- [Problem details]: Your copy should hold only the lines from the one with "Segment blue denim" to the one with "Segment orange rectangle", both included, each exactly as it stands below, with no pictures.
[[ Records for the exercise open ]]
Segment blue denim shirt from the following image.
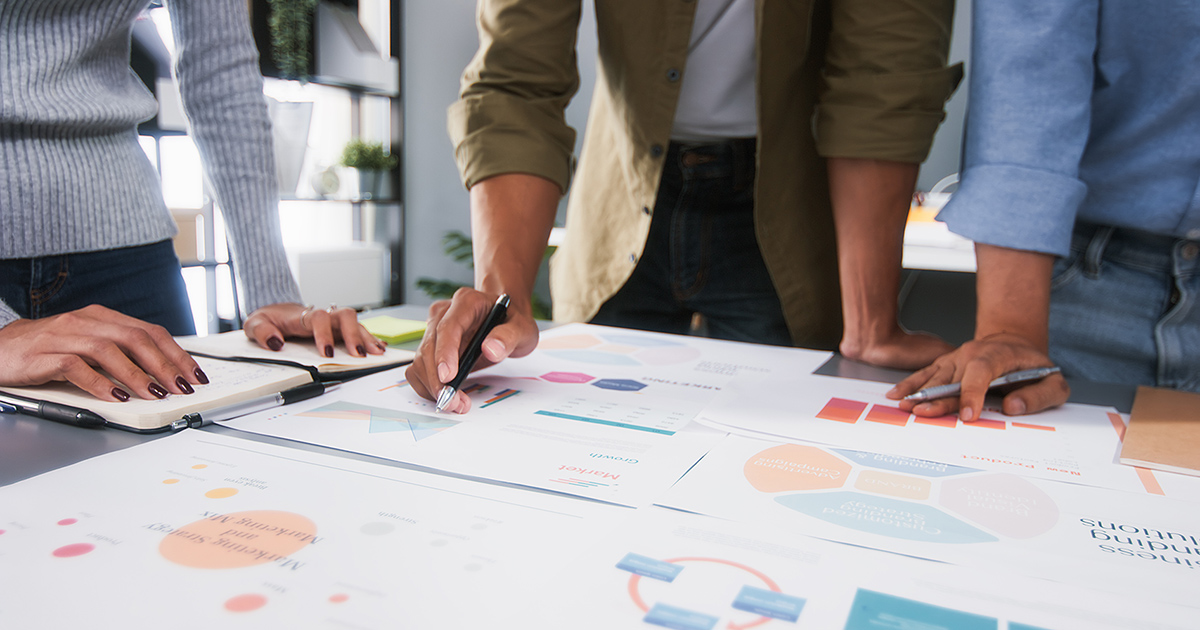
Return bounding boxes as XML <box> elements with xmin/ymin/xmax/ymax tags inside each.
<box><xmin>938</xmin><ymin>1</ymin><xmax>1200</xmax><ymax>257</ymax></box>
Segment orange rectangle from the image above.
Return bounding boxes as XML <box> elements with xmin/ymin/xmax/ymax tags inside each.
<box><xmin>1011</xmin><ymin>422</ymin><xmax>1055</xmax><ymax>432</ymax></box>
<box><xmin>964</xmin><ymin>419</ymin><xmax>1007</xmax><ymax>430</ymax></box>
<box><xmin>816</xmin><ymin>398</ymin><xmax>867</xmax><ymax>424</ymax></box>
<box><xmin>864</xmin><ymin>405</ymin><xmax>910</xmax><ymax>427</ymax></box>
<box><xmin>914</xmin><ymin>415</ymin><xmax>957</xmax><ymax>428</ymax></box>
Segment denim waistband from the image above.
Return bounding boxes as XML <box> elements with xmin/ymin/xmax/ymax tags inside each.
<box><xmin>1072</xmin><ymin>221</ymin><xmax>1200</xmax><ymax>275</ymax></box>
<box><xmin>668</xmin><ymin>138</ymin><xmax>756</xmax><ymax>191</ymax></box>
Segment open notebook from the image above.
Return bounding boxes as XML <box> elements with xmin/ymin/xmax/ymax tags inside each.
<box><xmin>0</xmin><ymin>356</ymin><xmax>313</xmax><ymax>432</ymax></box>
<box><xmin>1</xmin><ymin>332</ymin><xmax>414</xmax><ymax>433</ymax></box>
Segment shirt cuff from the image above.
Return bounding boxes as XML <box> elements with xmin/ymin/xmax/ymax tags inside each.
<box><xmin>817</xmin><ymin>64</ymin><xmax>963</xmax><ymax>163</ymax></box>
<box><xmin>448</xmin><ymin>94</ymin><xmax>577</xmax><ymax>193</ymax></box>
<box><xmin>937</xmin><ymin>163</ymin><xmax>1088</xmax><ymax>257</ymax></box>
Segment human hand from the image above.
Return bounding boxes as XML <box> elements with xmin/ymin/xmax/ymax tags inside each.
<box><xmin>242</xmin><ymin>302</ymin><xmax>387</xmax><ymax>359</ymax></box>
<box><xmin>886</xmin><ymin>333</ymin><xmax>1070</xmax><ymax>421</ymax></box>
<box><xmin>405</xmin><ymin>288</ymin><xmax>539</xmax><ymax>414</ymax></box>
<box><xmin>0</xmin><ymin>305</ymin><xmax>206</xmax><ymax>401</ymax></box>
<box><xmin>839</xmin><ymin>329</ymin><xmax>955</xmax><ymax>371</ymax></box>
[[ Records for the exercise closed ]]
[[ Records for the exercise open ]]
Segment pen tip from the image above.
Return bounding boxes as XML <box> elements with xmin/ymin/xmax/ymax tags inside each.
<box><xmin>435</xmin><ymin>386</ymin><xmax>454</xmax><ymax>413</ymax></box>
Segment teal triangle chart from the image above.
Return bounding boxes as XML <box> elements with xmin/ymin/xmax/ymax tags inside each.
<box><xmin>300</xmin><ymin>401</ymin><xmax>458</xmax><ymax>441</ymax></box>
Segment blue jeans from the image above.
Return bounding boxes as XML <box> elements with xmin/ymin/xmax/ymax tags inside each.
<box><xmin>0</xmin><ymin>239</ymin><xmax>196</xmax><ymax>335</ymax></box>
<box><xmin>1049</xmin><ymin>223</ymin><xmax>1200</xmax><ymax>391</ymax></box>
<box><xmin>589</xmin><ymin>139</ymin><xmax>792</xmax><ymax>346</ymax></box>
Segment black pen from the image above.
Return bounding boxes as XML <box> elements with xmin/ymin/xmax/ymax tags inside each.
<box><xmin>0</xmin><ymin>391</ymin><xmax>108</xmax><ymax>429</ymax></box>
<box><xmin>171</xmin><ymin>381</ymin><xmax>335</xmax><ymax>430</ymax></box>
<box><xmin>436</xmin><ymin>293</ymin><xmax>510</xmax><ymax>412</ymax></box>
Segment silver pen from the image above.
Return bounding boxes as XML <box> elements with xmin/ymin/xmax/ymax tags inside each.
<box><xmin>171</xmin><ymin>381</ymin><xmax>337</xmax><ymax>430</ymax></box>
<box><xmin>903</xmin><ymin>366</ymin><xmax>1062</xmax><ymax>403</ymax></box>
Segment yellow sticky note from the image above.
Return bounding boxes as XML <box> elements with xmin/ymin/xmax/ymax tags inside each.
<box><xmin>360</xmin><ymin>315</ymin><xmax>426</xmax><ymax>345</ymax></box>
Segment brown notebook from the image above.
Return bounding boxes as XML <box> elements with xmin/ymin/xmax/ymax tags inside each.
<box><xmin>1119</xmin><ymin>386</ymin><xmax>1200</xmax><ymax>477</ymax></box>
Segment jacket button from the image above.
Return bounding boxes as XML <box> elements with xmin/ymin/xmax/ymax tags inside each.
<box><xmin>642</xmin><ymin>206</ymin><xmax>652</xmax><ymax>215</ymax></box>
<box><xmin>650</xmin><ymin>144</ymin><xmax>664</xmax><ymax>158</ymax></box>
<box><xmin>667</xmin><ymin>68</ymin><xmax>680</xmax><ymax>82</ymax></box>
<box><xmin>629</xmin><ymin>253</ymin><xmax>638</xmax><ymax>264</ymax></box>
[[ Records for the exercise closed ]]
- [Result for this exercise]:
Segment blue denim shirt from the following image.
Return bounding boxes as XML <box> elements with xmin/ymin/xmax/ymax tags inside each.
<box><xmin>938</xmin><ymin>1</ymin><xmax>1200</xmax><ymax>257</ymax></box>
Segment orange rectangle from the image above.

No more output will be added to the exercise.